Exercise goal: Please give the Metacritic score that the Overjoyed album article reports for the record.

Begin Supplied passage

Studio album by Half Japanese
- Released: September 2, 2014
- Genre: Art punk
- Length: 39:53
- Label: Joyful Noise
- Producer: John Dieterich

Half Japanese chronology
| Hello (2001) | Overjoyed (2014) | Perfect (2016) |

= Overjoyed (Half Japanese album) =

2014 album by Half Japanese

Overjoyed is an album by the American art punk band Half Japanese, released on September 2, 2014, on Joyful Noise Recordings. It is their first album since Hello, released in 2001. It was produced by John Dieterich of Deerhoof.

==Critical reception==

According to review aggregator Metacritic, which compiles and averages reviews from well-known music critics, Overjoyed has a score of 74 out of 100, indicating generally favorable reviews. Paul McGuinness, writing in Record Collector, said that "Overjoyed is a brilliant album – quite probably the best new record from a guitar band all year." Mark Deming of AllMusic noted that the album is more cheerful lyrically than is typical for Half Japanese's work. Some critics gave the album mixed reviews; Adam Kivel wrote that the album's "clean production...too frequently redoubles the intentional toothlessness of the lines."

End Supplied passage
Begin Available data

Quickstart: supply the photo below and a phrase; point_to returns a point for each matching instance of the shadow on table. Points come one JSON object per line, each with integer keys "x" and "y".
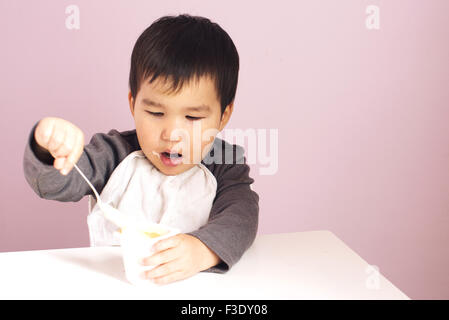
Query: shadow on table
{"x": 110, "y": 264}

End Available data

Result for this exercise: 74 out of 100